▶ Problem
What you return should be every record, retyped without a single change.

Segmentation mask data:
---------------
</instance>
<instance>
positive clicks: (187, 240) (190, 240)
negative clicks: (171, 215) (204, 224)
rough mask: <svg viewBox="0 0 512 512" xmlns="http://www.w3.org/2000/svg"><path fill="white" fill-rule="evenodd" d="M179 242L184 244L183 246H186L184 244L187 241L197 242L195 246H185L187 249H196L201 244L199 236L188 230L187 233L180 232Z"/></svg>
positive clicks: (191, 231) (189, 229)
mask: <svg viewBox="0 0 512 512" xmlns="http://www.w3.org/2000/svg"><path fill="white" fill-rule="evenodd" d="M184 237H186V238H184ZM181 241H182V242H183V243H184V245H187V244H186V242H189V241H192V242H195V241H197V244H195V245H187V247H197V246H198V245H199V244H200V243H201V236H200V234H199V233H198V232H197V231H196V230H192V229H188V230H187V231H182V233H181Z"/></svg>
---------------
▶ Worked solution
</instance>
<instance>
positive clicks: (187, 240) (190, 240)
negative clicks: (171, 215) (204, 224)
rough mask: <svg viewBox="0 0 512 512" xmlns="http://www.w3.org/2000/svg"><path fill="white" fill-rule="evenodd" d="M179 242L184 244L183 246H186L184 244L187 241L197 242L195 246H185L187 249H196L201 244L199 236L188 230L187 233L180 232Z"/></svg>
positive clicks: (191, 231) (189, 229)
mask: <svg viewBox="0 0 512 512" xmlns="http://www.w3.org/2000/svg"><path fill="white" fill-rule="evenodd" d="M184 237H186V238H184ZM181 241H182V242H183V243H184V245H187V244H186V242H189V241H192V242H195V241H197V244H195V245H187V247H197V246H198V245H199V244H200V243H201V236H200V234H199V233H198V232H197V231H196V230H192V229H188V230H187V231H182V233H181Z"/></svg>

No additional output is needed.